== Reading passage ==
+++

During this fateful weekend, someone will leave after a furious row, someone will be rushed to hospital and someone will die; almost everyone will be under suspicion. The novel’s other narrator, Mei O’Connor, is a half-Chinese, half-Irish police detective in Sydney working the Yallambee case. When Skye meets Mei, she notices ‘liquid black hair in a slick ponytail, tailored monochrome outfit and a feline quality that was both sleek and hostile’. Mei is more blunt in her perceptions of ‘bohemian goddess’ Skye, ‘an artist who made weird ceramic vases’ and ‘glowed like the sun shone out of her arse’.

Both women are under pressure. Skye is in shock, her home encircled by media and ominous new security guards. Past experiences have made it hard for Skye to trust herself, and we also begin to question whether we can trust her as a narrator, since she admits that her whole perception is ‘shifting and cracking’. Paris is accomplished in moving us from the imagery of an Agatha Christie-inspired mystery to twisting psychological thriller without a single misstep or clanging tone:

The doctor arrived with a black medical bag and a grave expression. He prescribed sleeping pills and asked how I was feeling. What did he expect me to say? There were no words for this. We sat in the library. Between us, on the coffee table, stood the Lego castle that Tilly and I had built last Thursday night. I traced my finger over the candy-pink bricks that we’d assembled together – the block-headed princess still waving from the top tower where Tilly had placed her – and I was seized by the certainty that none of this was real. It was all elaborate make-believe. A macabre prank.

Mei – dealing with a terminally ill mother and a ‘sexist dinosaur’ of a boss – is determined to uncover the truth. Wilson, the shitty boss, feels almost like a caricature of a policeman (‘Where the hell have you two been? … I’ve got the commissioner on me, as well as the leeching bloody media’.) Her family dynamic is more nuanced. Mei lost her sister as a child, and her father to suicide not long after, and now with a sick mother, is facing a lonely future.

Soon I would be the only one left of the four of us. As if that fact had only just occurred to me, all the possible paths that I’d ever imagined might lie ahead of me suddenly curled back on themselves like withered vines, until all I could envisage was myself, alone at the end of a blank cul-de-sac.

+++

== Given records ==
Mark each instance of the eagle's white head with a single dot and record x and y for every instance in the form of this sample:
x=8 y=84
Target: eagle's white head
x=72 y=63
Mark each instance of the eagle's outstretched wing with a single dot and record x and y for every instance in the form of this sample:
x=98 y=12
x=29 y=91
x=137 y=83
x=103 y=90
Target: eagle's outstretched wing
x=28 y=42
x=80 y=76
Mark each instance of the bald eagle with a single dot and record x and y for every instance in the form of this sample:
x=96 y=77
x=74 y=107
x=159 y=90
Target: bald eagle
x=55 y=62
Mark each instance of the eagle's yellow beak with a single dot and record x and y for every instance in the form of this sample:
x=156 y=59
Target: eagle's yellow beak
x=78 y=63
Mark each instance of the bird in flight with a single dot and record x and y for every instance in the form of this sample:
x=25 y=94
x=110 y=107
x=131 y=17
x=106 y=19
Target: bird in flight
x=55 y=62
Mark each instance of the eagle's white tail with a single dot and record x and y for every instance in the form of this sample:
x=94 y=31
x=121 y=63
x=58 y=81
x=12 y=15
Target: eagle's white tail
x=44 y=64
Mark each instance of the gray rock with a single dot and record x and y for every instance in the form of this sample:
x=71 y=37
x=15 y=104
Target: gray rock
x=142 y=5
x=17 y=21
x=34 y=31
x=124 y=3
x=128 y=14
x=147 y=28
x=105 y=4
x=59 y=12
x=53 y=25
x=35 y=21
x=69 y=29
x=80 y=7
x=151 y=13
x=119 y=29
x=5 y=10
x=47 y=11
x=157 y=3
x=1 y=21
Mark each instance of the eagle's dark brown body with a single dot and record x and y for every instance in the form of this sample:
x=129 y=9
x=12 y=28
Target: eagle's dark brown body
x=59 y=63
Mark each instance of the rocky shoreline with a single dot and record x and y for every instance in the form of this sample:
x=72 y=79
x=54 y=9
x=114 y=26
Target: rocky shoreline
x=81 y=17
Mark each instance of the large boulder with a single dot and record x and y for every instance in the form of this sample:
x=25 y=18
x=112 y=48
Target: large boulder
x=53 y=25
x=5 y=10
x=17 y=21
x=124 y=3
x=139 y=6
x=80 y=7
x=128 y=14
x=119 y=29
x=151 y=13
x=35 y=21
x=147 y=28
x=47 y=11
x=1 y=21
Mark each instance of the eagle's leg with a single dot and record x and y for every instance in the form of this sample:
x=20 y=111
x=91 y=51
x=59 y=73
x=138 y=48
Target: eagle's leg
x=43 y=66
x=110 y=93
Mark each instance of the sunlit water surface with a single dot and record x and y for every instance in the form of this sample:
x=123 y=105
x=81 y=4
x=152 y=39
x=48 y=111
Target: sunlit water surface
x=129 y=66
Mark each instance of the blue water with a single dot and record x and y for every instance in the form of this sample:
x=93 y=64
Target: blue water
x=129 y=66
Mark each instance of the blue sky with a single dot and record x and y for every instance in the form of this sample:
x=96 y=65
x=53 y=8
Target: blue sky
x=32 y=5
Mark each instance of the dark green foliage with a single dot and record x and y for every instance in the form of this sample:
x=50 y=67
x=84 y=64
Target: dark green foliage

+++

== Problems to solve ==
A) How would you render this sentence from the book review in Spanish: "Skye is in shock, her home encircled by media and ominous new security guards."
B) Could you continue the book review, starting right after its last sentence?

== Answers per task ==
A) Skye está en estado de shock, con su casa rodeada por los medios y por nuevos y amenazantes guardias de seguridad.

B)
Skye and Mei need to work together and use all the means at their disposal to take down the Turners and solve this case. The two very different depictions of women dealing with trauma help cement them as flawed, realistic characters. Paris adheres to the tropes of the genre enough for us to feel impatient for an ending that will satisfy, but the central mystery is just convoluted enough to keep readers interested all the way through. Each scrap of evidence both deepens our curiosity and slides us closer to the final revelations. And despite the possible limitations of the genre, Paris is still able to show off her writing chops: descriptions like the ‘bone-crunch of tyres on the driveway’, a ‘methuselah of Cristal’ and ‘the bardo between wakefulness and sleep’ all serve to remind us that this novel is no run-of-the-mill detective procedural.

Paris draws on her long career working in law to lend credibility and realism to the story and the characters. She demonstrates a mastery of language, plot and character development without ever letting herself get bogged down in the rigid structure of a typical police procedural: we’re never waiting for the next piece of evidence to push the plot forward; we are piecing together what has already been laid out for the characters and the reader. See How They Fall is both intelligent and readable, revealing just enough to both us and the characters themselves to keep the mystery compelling and alive.

See How They Fall

by Rachel Paris

Moa/Hachette

ISBN: 9780733652684

Published: March 2025

Format: Paperback, 336 pages

Rebecca Hill

Rebecca Hill is a New Zealand writer and translator living in Berlin.